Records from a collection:
__________________________________________________
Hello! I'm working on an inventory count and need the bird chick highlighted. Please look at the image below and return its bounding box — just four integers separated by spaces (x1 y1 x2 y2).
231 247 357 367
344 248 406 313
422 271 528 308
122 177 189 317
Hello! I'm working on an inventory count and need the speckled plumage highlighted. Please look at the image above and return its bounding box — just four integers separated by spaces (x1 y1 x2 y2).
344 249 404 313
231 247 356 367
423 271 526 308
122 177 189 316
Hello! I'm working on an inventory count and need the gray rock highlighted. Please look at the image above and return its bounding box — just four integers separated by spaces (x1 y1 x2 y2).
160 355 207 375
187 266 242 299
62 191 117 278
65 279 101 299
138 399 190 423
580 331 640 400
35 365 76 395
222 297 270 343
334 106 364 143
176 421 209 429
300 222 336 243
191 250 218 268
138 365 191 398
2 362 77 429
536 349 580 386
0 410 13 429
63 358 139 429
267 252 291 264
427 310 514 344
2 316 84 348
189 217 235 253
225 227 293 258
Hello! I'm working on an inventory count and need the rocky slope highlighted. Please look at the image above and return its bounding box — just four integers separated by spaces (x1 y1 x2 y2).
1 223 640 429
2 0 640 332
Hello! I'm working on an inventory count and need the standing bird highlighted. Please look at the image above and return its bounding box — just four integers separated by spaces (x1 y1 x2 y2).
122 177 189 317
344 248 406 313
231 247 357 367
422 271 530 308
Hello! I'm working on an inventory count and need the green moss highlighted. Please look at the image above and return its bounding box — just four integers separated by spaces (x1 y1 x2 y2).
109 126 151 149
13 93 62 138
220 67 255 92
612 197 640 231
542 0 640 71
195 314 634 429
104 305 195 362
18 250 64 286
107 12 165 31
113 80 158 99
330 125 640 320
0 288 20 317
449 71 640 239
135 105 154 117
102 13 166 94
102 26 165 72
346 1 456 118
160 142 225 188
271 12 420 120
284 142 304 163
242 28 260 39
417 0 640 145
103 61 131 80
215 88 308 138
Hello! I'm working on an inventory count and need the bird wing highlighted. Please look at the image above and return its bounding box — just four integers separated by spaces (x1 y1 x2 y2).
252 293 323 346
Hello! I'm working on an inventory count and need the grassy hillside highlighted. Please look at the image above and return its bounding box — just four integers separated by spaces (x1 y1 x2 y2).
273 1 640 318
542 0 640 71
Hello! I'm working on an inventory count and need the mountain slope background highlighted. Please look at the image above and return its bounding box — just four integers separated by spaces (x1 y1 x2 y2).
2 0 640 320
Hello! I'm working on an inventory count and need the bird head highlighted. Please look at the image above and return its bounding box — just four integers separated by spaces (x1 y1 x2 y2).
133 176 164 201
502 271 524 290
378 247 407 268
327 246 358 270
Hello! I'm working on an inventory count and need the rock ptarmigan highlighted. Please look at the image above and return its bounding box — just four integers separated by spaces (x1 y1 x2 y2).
__________________________________________________
> PROBLEM DESCRIPTION:
Please recast the material above as a JSON list of strings, one string per line, with any blank lines left out.

> RESULT FOR THIS TASK:
[
  "Hello! I'm working on an inventory count and need the bird chick highlighted. Please look at the image below and return its bounding box — just four integers separated by spaces (x1 y1 x2 y2).",
  "231 247 357 367",
  "344 248 406 313",
  "422 271 528 308",
  "122 177 189 317",
  "Hello! I'm working on an inventory count and need the speckled plumage highlighted. Please look at the image above and return its bounding box — just four integers separated by spaces (x1 y1 x2 y2).",
  "344 249 404 313",
  "231 247 356 367",
  "423 271 526 308",
  "122 177 189 316",
  "Hello! I'm working on an inventory count and need the gray rock highlighted. Please look at the image above and return its bounding box — just four integers separated by spaces (x1 y1 x2 y2).",
  "160 355 207 375",
  "187 266 242 299",
  "62 191 117 278",
  "65 279 101 299",
  "138 399 190 423",
  "580 331 640 400",
  "35 365 76 395",
  "222 297 270 343",
  "334 106 364 143",
  "176 421 209 429",
  "300 222 336 243",
  "191 250 218 268",
  "138 365 191 398",
  "2 362 77 429",
  "536 349 580 386",
  "0 410 13 429",
  "63 358 139 429",
  "267 252 291 264",
  "427 310 514 344",
  "2 316 84 348",
  "189 217 235 253",
  "225 227 293 258",
  "Hello! I'm working on an inventory count and need the rocky slope highlighted. Please look at the image above and return its bounding box — just four integers separated by spaces (x1 y1 x2 y2).",
  "1 223 640 429",
  "2 0 640 332",
  "Hello! I'm working on an inventory count and need the standing bird highlighted. Please look at the image above and return its bounding box — just four integers separated by spaces (x1 y1 x2 y2).",
  "122 177 189 317",
  "344 248 406 313",
  "231 247 357 367",
  "422 271 530 308",
  "Hello! I'm working on an inventory count and need the green moss highlighted. Please look at the image above and return its bounding box — just four integers separated by spaces (x1 y1 x2 y2).",
  "109 126 151 149",
  "13 93 62 138",
  "220 67 255 92",
  "612 197 640 231",
  "542 0 640 71",
  "195 314 634 429",
  "104 305 195 362",
  "18 250 64 286",
  "107 12 165 31",
  "113 80 158 99",
  "330 125 640 320",
  "0 288 20 317",
  "449 71 640 239",
  "135 105 154 117",
  "102 13 166 94",
  "102 26 165 72",
  "346 1 456 118",
  "160 142 225 188",
  "271 12 420 120",
  "284 142 304 163",
  "242 28 260 39",
  "417 0 640 145",
  "103 61 131 80",
  "215 88 308 138",
  "Hello! I'm working on an inventory count and need the bird wing highlighted. Please look at the image above and return its bounding box — just four integers separated by spaces (x1 y1 x2 y2).",
  "252 293 323 346",
  "Hello! I'm working on an inventory count and need the grassy hillside highlighted. Please look at the image above and return its bounding box — just four integers separated by spaces (x1 y1 x2 y2).",
  "273 1 640 318",
  "542 0 640 71",
  "Hello! I'm working on an inventory count and need the mountain slope background highlighted. Please look at the image above and return its bounding box — just four integers separated by spaces (x1 y1 x2 y2).",
  "2 0 640 320",
  "Hello! I'm working on an inventory count and need the bird head highlighted. Please look at the image above and return its bounding box — just four integers separated by spaces (x1 y1 x2 y2).",
  "133 176 164 201",
  "502 271 524 290",
  "378 247 407 268",
  "327 246 358 270",
  "Hello! I'm working on an inventory count and need the rock ptarmigan highlighted. Please look at the image above and return its bounding box — just four integers separated by spaces (x1 y1 x2 y2)."
]